> **EXERCISE REQUIREMENTS**: Count the lines in the entries below that contain the word "yellow", and reply with that number alone.

> **SUPPLIED DATA**:
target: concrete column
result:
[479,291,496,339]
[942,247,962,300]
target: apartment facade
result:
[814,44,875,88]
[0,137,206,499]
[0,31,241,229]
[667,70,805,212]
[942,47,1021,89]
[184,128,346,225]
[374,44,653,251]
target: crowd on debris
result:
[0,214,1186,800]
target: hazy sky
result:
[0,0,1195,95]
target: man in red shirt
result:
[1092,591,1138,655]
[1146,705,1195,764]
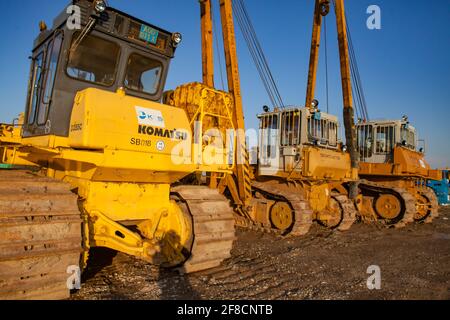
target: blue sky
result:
[0,0,450,167]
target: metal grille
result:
[308,116,338,147]
[375,126,395,154]
[357,125,373,161]
[260,114,278,159]
[281,110,300,146]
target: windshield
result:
[125,53,162,95]
[67,33,120,86]
[401,125,416,150]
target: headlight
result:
[94,0,106,13]
[172,32,183,47]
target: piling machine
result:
[236,0,358,233]
[0,0,241,299]
[356,116,442,226]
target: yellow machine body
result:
[1,85,234,268]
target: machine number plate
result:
[139,25,159,44]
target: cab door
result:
[25,32,63,135]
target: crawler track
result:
[421,187,439,223]
[332,193,358,231]
[0,170,82,300]
[359,180,416,228]
[236,181,313,236]
[172,186,236,273]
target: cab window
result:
[375,126,395,154]
[401,125,416,150]
[67,33,120,86]
[125,53,163,95]
[37,33,63,125]
[27,52,44,124]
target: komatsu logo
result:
[138,125,187,140]
[135,106,166,128]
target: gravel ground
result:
[72,208,450,300]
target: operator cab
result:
[23,0,181,137]
[258,107,340,175]
[356,117,417,163]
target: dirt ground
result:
[72,208,450,300]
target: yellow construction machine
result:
[357,116,442,226]
[195,0,357,235]
[0,0,236,299]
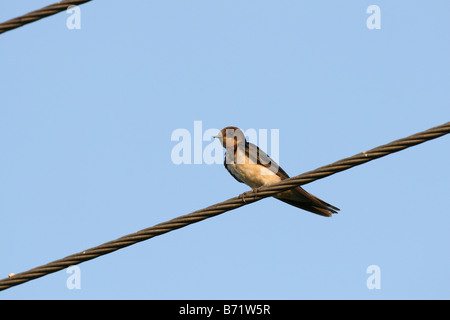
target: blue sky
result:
[0,0,450,299]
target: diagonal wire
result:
[0,0,92,34]
[0,122,450,291]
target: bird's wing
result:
[245,142,289,180]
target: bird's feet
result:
[239,187,262,203]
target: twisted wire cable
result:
[0,0,91,34]
[0,122,450,291]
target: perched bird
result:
[215,127,339,217]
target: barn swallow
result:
[215,127,339,217]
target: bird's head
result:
[214,127,245,148]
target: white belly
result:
[228,151,281,189]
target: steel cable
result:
[0,0,92,34]
[0,122,450,291]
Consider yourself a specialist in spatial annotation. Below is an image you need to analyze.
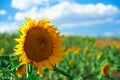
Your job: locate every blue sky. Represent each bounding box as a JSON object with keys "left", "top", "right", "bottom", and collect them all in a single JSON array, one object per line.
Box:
[{"left": 0, "top": 0, "right": 120, "bottom": 37}]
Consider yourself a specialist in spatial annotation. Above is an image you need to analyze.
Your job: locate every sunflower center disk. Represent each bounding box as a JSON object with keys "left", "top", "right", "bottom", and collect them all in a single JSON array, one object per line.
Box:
[{"left": 24, "top": 27, "right": 53, "bottom": 62}]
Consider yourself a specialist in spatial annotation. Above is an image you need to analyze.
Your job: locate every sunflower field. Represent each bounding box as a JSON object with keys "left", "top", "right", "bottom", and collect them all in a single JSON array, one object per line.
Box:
[{"left": 0, "top": 33, "right": 120, "bottom": 80}]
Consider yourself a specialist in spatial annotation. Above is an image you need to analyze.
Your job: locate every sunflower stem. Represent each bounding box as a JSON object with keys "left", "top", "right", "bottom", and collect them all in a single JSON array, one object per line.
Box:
[
  {"left": 54, "top": 67, "right": 73, "bottom": 80},
  {"left": 26, "top": 63, "right": 32, "bottom": 78}
]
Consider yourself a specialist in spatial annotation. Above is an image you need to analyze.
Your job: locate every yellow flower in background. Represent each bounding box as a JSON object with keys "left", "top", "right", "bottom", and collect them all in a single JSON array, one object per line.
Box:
[
  {"left": 16, "top": 65, "right": 26, "bottom": 77},
  {"left": 101, "top": 63, "right": 110, "bottom": 76},
  {"left": 110, "top": 68, "right": 116, "bottom": 72},
  {"left": 14, "top": 18, "right": 63, "bottom": 74},
  {"left": 84, "top": 46, "right": 89, "bottom": 51},
  {"left": 97, "top": 53, "right": 103, "bottom": 60}
]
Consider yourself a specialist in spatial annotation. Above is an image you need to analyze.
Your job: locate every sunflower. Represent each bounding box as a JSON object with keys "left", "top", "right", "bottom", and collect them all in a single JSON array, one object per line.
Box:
[
  {"left": 16, "top": 64, "right": 26, "bottom": 77},
  {"left": 97, "top": 53, "right": 103, "bottom": 60},
  {"left": 101, "top": 63, "right": 110, "bottom": 76},
  {"left": 14, "top": 18, "right": 63, "bottom": 74}
]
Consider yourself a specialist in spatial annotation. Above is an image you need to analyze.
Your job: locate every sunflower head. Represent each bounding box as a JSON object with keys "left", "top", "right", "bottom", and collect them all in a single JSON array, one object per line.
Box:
[
  {"left": 97, "top": 53, "right": 103, "bottom": 60},
  {"left": 14, "top": 18, "right": 63, "bottom": 73},
  {"left": 101, "top": 63, "right": 110, "bottom": 76}
]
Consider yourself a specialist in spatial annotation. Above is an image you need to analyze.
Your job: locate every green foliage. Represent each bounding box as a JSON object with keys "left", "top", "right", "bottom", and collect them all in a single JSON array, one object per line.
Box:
[{"left": 0, "top": 33, "right": 120, "bottom": 80}]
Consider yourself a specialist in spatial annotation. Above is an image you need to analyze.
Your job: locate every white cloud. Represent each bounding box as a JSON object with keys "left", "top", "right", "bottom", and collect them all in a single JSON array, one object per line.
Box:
[
  {"left": 0, "top": 22, "right": 18, "bottom": 33},
  {"left": 0, "top": 9, "right": 7, "bottom": 15},
  {"left": 8, "top": 15, "right": 12, "bottom": 20},
  {"left": 11, "top": 0, "right": 56, "bottom": 10},
  {"left": 15, "top": 1, "right": 120, "bottom": 27},
  {"left": 103, "top": 32, "right": 114, "bottom": 36}
]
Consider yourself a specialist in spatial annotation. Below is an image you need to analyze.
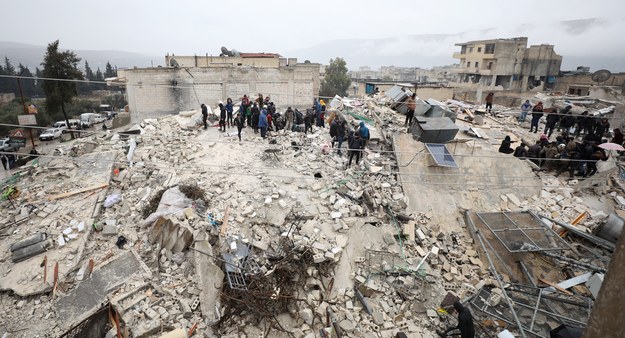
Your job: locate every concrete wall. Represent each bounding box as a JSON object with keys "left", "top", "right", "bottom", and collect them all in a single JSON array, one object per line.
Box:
[
  {"left": 417, "top": 87, "right": 454, "bottom": 102},
  {"left": 165, "top": 55, "right": 280, "bottom": 68},
  {"left": 522, "top": 45, "right": 562, "bottom": 77},
  {"left": 118, "top": 63, "right": 320, "bottom": 121},
  {"left": 555, "top": 73, "right": 625, "bottom": 93}
]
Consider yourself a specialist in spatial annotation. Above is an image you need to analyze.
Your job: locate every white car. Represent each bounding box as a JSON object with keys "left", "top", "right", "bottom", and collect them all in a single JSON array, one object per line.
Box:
[{"left": 39, "top": 128, "right": 63, "bottom": 141}]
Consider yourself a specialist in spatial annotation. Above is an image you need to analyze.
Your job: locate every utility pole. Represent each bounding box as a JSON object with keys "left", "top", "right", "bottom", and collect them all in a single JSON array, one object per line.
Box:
[{"left": 17, "top": 78, "right": 35, "bottom": 149}]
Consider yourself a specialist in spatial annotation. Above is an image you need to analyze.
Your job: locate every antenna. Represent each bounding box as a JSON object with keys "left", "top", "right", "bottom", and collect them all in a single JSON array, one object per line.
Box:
[{"left": 590, "top": 69, "right": 612, "bottom": 82}]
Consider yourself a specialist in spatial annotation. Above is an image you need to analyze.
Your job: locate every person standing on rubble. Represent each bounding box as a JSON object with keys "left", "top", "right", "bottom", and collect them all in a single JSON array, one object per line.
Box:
[
  {"left": 436, "top": 301, "right": 475, "bottom": 338},
  {"left": 226, "top": 98, "right": 234, "bottom": 128},
  {"left": 234, "top": 112, "right": 245, "bottom": 142},
  {"left": 252, "top": 102, "right": 260, "bottom": 134},
  {"left": 304, "top": 108, "right": 315, "bottom": 134},
  {"left": 499, "top": 135, "right": 514, "bottom": 154},
  {"left": 332, "top": 119, "right": 347, "bottom": 156},
  {"left": 239, "top": 95, "right": 250, "bottom": 121},
  {"left": 347, "top": 132, "right": 365, "bottom": 167},
  {"left": 0, "top": 154, "right": 9, "bottom": 170},
  {"left": 284, "top": 107, "right": 295, "bottom": 131},
  {"left": 530, "top": 102, "right": 544, "bottom": 133},
  {"left": 543, "top": 108, "right": 566, "bottom": 137},
  {"left": 200, "top": 103, "right": 208, "bottom": 130},
  {"left": 519, "top": 100, "right": 532, "bottom": 122},
  {"left": 358, "top": 121, "right": 371, "bottom": 148},
  {"left": 258, "top": 106, "right": 269, "bottom": 138},
  {"left": 219, "top": 102, "right": 226, "bottom": 131},
  {"left": 484, "top": 92, "right": 495, "bottom": 114},
  {"left": 404, "top": 93, "right": 417, "bottom": 128}
]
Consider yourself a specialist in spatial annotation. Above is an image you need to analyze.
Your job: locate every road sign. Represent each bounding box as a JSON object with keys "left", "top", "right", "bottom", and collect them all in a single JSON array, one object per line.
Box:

> **THE REPLY**: 3